With no edits of any kind, print each record that follows.

+++

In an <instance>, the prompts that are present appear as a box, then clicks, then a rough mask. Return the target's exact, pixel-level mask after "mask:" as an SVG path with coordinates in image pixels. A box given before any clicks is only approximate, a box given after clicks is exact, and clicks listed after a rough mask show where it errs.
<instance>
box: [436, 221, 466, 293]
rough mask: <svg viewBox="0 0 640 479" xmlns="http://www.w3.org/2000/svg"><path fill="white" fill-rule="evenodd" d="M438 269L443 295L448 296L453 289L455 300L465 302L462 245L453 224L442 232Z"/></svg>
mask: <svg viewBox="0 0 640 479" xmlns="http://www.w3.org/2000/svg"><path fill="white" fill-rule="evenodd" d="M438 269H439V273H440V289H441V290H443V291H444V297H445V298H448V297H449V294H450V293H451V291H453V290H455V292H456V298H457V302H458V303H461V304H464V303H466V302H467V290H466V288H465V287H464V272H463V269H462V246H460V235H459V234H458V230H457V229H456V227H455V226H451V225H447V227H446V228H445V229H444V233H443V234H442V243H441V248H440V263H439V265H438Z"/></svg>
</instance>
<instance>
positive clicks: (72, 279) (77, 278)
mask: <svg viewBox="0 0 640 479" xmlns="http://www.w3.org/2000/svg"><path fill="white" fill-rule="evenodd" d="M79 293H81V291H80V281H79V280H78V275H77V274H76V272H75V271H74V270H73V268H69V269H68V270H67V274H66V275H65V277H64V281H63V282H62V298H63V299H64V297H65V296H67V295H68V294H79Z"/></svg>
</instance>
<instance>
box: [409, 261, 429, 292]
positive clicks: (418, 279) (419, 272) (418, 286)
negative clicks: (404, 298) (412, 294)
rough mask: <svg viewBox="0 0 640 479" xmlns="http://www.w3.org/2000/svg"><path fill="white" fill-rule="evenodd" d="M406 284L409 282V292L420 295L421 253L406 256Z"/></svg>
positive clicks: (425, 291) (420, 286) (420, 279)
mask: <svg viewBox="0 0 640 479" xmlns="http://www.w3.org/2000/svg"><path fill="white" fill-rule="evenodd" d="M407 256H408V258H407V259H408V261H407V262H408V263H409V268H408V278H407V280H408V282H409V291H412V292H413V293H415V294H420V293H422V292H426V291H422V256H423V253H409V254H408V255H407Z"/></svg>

+++

__Your solution__:
In an <instance>, the prompts that are present appear as a box, then clicks, then a rough mask. Return the target's exact, pixel-level mask after "mask:" as an SVG path with coordinates in image pixels. A box given before any clicks is only approximate, a box given after clicks is exact, and clicks listed after a rough mask show where it errs.
<instance>
box: [436, 221, 466, 293]
rough mask: <svg viewBox="0 0 640 479" xmlns="http://www.w3.org/2000/svg"><path fill="white" fill-rule="evenodd" d="M438 269L443 295L448 296L453 289L455 300L465 302L462 245L453 224L442 232Z"/></svg>
mask: <svg viewBox="0 0 640 479" xmlns="http://www.w3.org/2000/svg"><path fill="white" fill-rule="evenodd" d="M438 269H439V273H440V289H441V290H443V291H444V297H445V298H448V297H449V294H450V293H451V291H453V290H455V292H456V298H457V302H458V303H461V304H464V303H466V302H467V290H466V288H465V287H464V272H463V269H462V246H460V235H459V234H458V230H457V229H456V227H455V226H451V225H447V227H446V228H445V229H444V233H443V234H442V243H441V248H440V263H439V265H438Z"/></svg>
</instance>
<instance>
positive clicks: (72, 279) (77, 278)
mask: <svg viewBox="0 0 640 479" xmlns="http://www.w3.org/2000/svg"><path fill="white" fill-rule="evenodd" d="M79 293H81V291H80V281H79V280H78V275H77V274H76V272H75V271H74V270H73V268H69V269H68V270H67V274H66V275H65V277H64V281H63V282H62V298H63V299H64V297H65V296H67V295H68V294H79Z"/></svg>
</instance>
<instance>
box: [409, 261, 429, 292]
positive clicks: (418, 279) (419, 272) (418, 286)
negative clicks: (404, 298) (412, 294)
rough mask: <svg viewBox="0 0 640 479" xmlns="http://www.w3.org/2000/svg"><path fill="white" fill-rule="evenodd" d="M406 284L409 282V292L420 295L421 253L406 256Z"/></svg>
positive clicks: (425, 291) (420, 286) (420, 279)
mask: <svg viewBox="0 0 640 479" xmlns="http://www.w3.org/2000/svg"><path fill="white" fill-rule="evenodd" d="M407 256H408V258H407V259H408V261H407V262H408V263H409V268H408V278H407V280H408V282H409V291H412V292H413V293H415V294H420V293H422V292H426V291H422V256H423V253H409V254H408V255H407Z"/></svg>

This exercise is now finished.